### Written instruction:
Repeat exactly, and only, the lines from the one holding "Target: horse ear" through the last line of the records below.

### Dataset records:
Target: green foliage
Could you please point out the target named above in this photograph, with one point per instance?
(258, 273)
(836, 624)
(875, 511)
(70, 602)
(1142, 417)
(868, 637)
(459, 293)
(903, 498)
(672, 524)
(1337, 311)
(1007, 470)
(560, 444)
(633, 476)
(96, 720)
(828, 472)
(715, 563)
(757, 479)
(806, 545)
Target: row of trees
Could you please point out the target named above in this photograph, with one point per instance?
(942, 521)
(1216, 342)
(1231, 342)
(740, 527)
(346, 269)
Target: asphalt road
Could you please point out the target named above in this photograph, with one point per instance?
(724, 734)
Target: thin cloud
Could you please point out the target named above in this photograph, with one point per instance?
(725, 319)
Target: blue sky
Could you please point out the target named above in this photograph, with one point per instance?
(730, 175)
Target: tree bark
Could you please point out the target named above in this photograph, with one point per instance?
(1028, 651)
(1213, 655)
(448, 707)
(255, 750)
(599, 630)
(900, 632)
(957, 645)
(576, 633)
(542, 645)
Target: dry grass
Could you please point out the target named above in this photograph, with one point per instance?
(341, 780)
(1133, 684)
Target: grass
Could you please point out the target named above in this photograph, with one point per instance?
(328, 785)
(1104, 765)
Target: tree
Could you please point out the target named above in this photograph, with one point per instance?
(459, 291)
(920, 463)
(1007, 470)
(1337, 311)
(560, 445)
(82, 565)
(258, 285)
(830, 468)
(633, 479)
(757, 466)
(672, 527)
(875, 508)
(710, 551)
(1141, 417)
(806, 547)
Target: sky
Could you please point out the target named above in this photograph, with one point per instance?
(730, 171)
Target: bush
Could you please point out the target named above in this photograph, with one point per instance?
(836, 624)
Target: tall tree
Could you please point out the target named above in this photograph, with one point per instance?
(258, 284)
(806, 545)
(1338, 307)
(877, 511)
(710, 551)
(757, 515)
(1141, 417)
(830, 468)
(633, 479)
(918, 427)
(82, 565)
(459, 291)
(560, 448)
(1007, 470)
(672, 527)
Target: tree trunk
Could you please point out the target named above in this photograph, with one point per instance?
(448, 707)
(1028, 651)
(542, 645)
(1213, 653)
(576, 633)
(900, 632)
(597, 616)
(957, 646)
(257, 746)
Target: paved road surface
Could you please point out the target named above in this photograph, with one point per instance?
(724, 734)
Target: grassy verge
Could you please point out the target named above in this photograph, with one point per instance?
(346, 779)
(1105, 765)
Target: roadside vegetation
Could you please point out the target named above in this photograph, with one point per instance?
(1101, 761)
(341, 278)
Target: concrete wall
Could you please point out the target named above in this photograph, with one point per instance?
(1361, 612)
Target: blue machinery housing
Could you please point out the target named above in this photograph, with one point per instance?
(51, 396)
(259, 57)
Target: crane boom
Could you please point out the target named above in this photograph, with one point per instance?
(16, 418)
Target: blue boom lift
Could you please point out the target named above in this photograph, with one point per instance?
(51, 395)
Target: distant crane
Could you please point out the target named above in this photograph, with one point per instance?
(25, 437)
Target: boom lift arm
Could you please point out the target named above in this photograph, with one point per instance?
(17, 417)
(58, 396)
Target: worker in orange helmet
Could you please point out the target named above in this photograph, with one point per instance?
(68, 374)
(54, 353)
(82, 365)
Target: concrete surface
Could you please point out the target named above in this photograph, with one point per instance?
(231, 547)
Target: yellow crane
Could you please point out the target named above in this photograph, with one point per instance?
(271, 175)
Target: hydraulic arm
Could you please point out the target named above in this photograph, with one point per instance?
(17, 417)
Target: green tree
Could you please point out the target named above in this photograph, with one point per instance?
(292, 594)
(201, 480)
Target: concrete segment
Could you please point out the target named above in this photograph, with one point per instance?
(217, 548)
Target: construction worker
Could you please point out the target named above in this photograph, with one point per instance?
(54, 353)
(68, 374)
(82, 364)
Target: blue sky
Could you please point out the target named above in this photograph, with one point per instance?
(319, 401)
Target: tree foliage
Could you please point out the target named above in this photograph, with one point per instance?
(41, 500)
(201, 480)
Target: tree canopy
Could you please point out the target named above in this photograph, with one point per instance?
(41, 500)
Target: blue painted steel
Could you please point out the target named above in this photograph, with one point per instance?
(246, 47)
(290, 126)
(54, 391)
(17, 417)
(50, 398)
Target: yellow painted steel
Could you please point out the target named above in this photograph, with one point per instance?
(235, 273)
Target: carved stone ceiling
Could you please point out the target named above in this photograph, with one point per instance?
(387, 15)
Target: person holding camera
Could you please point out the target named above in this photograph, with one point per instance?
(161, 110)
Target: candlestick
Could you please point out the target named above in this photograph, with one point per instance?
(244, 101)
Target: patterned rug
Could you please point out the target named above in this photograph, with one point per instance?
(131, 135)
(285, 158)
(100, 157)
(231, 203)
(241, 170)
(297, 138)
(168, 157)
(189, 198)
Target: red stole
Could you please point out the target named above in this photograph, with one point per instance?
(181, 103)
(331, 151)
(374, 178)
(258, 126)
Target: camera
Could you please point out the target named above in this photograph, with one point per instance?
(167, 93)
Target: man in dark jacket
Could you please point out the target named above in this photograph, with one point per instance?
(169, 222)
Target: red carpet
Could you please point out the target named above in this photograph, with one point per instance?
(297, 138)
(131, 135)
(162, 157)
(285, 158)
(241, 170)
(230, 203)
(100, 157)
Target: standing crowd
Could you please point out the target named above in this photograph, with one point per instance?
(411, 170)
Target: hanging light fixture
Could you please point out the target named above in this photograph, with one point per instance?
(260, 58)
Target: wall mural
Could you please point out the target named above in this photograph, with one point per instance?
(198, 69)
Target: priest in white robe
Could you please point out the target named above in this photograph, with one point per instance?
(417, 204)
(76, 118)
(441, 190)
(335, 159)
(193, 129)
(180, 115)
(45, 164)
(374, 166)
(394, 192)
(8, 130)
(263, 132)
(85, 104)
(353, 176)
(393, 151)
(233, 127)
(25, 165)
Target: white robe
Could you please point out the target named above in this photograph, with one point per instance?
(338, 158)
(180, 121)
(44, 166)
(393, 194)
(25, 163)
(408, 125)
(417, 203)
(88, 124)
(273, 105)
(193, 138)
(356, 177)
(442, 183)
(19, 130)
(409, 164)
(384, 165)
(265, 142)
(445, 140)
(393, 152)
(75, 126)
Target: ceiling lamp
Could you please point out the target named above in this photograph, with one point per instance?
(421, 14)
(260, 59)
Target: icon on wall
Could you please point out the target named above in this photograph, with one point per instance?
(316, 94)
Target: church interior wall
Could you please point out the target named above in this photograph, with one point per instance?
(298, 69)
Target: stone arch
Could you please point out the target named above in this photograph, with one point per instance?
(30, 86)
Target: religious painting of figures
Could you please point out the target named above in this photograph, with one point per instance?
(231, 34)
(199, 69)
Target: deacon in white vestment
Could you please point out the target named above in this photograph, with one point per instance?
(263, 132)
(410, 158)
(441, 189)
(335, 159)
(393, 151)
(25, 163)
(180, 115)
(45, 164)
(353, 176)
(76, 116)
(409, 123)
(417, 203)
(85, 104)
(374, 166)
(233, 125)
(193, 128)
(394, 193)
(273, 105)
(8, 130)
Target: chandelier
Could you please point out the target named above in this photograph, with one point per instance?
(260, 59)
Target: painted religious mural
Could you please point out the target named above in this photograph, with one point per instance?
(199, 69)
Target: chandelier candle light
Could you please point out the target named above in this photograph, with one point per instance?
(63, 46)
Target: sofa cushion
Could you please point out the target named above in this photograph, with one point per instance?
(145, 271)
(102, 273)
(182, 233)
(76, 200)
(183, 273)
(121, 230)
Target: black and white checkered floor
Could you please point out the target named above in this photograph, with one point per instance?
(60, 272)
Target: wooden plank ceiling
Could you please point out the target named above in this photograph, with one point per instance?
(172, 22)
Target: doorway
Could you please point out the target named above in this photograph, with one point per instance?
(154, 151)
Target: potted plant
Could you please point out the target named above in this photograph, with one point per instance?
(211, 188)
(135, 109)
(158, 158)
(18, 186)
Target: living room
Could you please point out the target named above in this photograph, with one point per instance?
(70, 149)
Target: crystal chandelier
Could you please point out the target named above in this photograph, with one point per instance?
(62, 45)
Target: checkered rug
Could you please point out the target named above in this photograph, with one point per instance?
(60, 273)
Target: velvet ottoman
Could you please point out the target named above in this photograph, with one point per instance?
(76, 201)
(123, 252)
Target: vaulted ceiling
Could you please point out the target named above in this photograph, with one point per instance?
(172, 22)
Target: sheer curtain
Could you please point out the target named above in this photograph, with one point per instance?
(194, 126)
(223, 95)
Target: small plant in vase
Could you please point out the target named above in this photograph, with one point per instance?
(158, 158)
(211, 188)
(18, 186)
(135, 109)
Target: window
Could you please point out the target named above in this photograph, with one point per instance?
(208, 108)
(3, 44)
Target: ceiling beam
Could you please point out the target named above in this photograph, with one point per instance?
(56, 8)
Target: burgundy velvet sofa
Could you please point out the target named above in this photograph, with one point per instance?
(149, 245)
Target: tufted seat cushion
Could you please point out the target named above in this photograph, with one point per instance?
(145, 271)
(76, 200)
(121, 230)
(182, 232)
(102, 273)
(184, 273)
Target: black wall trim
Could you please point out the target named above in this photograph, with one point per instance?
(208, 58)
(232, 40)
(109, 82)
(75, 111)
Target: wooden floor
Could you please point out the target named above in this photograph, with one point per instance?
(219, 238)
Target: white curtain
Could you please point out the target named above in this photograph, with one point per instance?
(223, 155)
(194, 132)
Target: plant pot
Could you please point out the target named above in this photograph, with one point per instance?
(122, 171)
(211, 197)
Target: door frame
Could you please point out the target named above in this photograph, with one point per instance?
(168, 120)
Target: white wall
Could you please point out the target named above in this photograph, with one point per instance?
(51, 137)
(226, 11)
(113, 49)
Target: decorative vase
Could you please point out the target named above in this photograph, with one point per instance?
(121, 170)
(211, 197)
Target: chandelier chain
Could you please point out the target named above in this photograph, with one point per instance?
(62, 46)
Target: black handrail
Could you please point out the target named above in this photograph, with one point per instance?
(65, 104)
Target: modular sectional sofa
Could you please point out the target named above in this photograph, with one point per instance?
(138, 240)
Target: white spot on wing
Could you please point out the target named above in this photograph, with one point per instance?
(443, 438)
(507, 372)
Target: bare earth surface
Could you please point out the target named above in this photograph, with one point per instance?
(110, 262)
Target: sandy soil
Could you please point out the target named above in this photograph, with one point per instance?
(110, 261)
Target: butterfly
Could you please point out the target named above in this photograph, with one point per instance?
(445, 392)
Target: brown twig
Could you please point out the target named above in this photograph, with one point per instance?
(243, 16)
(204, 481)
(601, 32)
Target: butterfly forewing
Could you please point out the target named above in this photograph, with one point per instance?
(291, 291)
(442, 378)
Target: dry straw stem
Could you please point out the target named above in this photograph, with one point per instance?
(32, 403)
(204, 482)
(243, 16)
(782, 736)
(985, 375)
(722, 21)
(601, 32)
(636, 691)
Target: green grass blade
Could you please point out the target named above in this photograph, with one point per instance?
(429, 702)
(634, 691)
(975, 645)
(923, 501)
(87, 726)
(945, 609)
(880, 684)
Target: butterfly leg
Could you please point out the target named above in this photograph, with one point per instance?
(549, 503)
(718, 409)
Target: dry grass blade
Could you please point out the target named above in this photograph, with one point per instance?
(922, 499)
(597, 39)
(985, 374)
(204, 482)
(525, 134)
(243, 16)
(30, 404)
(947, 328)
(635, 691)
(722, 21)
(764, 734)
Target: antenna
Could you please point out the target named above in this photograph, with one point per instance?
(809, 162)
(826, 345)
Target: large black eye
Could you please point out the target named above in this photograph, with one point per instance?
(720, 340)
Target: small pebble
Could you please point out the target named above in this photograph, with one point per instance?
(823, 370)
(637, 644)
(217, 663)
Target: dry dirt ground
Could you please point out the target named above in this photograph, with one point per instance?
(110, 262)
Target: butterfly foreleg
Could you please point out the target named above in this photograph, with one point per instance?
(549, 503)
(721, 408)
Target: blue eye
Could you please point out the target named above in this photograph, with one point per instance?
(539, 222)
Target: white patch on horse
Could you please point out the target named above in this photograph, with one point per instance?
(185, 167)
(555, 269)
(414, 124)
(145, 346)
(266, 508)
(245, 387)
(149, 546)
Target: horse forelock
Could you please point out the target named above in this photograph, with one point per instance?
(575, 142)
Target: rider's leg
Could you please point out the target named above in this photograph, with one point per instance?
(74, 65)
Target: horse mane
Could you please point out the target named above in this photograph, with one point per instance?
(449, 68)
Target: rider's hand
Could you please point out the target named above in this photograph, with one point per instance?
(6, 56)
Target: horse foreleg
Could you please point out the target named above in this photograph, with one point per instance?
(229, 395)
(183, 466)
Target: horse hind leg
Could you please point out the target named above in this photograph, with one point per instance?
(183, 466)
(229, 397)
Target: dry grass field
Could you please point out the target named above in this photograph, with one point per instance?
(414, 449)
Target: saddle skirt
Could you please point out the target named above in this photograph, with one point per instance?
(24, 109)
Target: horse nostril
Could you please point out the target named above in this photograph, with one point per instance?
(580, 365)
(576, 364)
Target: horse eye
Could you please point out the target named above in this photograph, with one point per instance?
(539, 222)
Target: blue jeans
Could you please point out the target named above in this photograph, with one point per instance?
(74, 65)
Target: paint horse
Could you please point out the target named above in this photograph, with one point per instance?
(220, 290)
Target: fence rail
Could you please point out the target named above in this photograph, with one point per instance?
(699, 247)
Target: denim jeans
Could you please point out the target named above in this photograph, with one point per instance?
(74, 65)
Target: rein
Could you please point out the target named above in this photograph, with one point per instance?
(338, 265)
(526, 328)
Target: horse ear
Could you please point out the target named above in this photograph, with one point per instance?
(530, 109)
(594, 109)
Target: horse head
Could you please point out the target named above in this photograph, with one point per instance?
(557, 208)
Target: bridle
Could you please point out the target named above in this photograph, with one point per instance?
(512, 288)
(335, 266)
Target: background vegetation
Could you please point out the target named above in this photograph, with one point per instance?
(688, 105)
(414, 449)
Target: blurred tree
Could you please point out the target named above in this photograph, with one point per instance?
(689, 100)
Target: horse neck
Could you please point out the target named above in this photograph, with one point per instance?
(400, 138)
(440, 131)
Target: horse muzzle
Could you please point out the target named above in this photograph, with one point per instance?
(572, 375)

### Full answer:
Target: horse ear
Could you please point out the target named above in this photograph, with one point per instance?
(530, 109)
(594, 109)
Target: horse head
Could you please point out the target named above in this photograph, with one point per instance?
(557, 208)
Target: bridle
Could you please point out the target named above in this photograph, with one point per instance?
(512, 288)
(335, 266)
Target: background vegetation
Could you please point out the target named above in this photograph, with one point per instance?
(688, 105)
(414, 449)
Target: blurred tree
Could you please point out the target named above in this photograph, with one point per instance?
(689, 100)
Target: horse neck
Could you please point out the target named above in this photograph, with one point per instance?
(400, 138)
(440, 131)
Target: horse muzzle
Could you please point out the target named above in this photograph, with one point per instance?
(572, 375)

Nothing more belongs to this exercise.